_Objetivo:_
Dê seguimento ao trecho sobre a repercussão da canção de Roberto Carlos, começando logo após a última frase apresentada.

------ Trecho fornecido ------

Como explicar um sucesso tão grande e fulminante? O que essa canção trazia de tão especial? Na época, educadores, sociólogos e psicólogos teorizaram sobre o tema e muitos deles amarraram interpretações para além de um mero drama amoroso. O refrão conteria um grito rebelde contra todos os males existenciais e urbanos: repressão familiar, social e política, baixos salários etc. “Quero que vá tudo pro inferno deu voz a um estado de espírito geral da atualidade brasileira”, afirmou o poeta Augusto de Campos. “Na época, Décio Pignatari era meu professor de Teoria da Comunicação e ele fazia interpretações semióticas da letra dessa música, metáforas com a ditadura”, lembra Nelson Motta. Até mesmo Alziro Zarur, o carismático líder da Legião da Boa Vontade, se manifestou sobre o fenômeno. “Compreendo perfeitamente o drama da juventude rebelada. É um fenômeno da nossa época. São os jovens inconformados em todo o mundo com a política dos velhos que desgovernam as nações. No setor musical Roberto Carlos encarna esse protesto que pode ser sintetizado em Quero que vá tudo pro inferno.”

A repercussão da música chegou até as áreas rurais do Norte e Nordeste do país, onde Roberto Carlos passou a ser figura de lenda sertaneja. Nas feiras nordestinas, os cantadores faziam variações sobre a letra e a melodia. A literatura de cordel também explorou o tema em histórias como A briga que Satanás teve com Roberto Carlos. A vendagem foi grande e logo depois surgiu outro livreto com a continuação da briga do Tinhoso com o ídolo da juventude. É curioso observar que naquele momento cantores da MPB como Sérgio Ricardo e Geraldo Vandré estavam recolhendo temas folclóricos para utilizar em seus trabalhos musicais.

------ Dados fornecidos ------

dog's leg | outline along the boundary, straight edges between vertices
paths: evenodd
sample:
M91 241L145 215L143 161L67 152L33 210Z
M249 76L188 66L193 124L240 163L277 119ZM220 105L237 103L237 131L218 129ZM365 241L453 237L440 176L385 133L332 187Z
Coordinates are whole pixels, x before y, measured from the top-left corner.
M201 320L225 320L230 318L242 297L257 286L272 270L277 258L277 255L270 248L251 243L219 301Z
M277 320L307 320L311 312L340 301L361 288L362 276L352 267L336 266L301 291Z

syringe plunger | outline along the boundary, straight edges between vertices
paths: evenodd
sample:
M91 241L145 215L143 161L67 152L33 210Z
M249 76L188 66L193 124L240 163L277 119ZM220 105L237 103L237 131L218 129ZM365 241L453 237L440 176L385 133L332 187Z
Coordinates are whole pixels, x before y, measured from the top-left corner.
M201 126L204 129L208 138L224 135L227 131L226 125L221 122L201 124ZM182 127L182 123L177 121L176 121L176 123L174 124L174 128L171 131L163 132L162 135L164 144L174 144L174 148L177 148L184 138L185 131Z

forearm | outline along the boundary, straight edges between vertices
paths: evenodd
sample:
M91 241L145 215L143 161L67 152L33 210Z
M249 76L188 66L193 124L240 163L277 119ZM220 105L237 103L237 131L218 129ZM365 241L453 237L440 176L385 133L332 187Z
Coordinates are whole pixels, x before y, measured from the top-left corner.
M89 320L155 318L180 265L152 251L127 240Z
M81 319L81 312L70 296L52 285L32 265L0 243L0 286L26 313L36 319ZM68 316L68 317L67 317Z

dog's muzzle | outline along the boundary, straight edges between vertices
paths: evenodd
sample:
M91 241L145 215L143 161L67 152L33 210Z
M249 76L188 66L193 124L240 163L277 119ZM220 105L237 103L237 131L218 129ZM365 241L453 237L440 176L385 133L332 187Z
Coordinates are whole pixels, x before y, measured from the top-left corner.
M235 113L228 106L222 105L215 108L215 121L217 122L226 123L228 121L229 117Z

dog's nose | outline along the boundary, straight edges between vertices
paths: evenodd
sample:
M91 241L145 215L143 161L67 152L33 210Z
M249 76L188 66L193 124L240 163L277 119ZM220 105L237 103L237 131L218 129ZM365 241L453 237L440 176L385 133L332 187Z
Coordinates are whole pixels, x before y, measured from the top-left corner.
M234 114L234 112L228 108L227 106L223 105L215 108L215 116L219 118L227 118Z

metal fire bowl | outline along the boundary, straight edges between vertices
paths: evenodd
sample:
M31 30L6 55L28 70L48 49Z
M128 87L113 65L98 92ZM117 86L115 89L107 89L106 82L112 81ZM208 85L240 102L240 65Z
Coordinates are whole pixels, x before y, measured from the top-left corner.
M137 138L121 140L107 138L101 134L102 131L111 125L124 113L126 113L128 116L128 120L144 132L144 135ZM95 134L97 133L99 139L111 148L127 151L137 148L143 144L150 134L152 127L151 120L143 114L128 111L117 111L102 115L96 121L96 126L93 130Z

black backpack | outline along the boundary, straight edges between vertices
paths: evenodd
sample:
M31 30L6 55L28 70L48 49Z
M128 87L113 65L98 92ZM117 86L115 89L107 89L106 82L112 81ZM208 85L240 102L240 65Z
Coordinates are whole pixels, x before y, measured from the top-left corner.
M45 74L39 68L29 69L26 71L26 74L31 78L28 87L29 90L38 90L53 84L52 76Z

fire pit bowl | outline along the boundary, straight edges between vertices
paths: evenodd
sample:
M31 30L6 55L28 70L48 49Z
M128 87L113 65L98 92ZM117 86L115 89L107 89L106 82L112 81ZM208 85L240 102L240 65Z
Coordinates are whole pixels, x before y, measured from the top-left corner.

------

_Resultado da tarefa:_
Já os artistas do folclore nordestino faziam um caminho inverso: pegavam um tema urbano de Roberto Carlos e o folclorizavam. Não será de todo impossível que, daqui a uma centena de anos, algum pesquisador desavisado recolha numa feira do Nordeste a melodia de Quero que vá tudo pro inferno como um tema do folclore.

Por tudo isso, esta é uma das mais importantes canções produzidas no Brasil. Nesse sentido, ela bem poderia ser o outro lado de um disco com Chega de saudade, de Tom e Vinícius, na versão bossa nova de João Gilberto. As duas canções ganharam projeção histórica e são marcos referenciais de movimentos musicais. E ambas são ainda mais emblemáticas porque, enquanto a gravação de João Gilberto resultou na canção de maior impacto estético da história da MPB, a de Roberto Carlos foi certamente a de maior impacto social.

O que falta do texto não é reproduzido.